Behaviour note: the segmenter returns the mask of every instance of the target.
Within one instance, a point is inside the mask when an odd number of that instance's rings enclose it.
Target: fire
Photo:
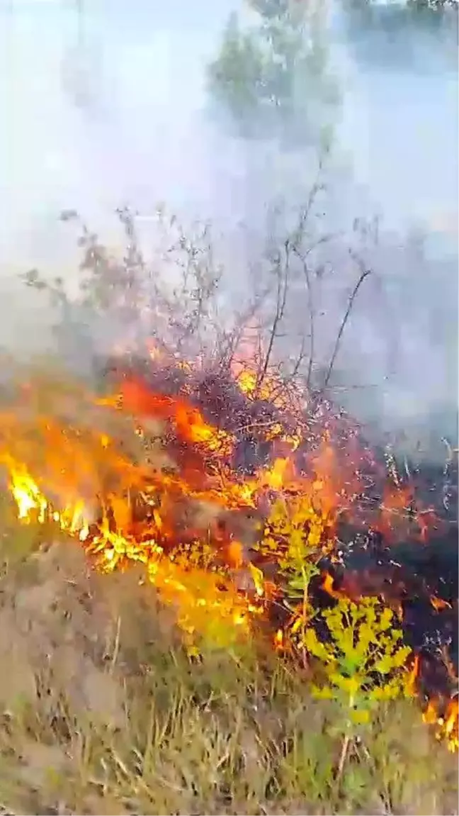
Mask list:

┄┄┄┄┄┄

Reproduce the items above with "loops" substituted for "rings" and everything else left the same. Omit the pictures.

(Expected output)
Behaviour note: the segmenter returns the mask of every instance of the target.
Within one instance, a point is inside the mask when an odd number of that instance's loops enclose it.
Target: fire
Photo:
Mask list:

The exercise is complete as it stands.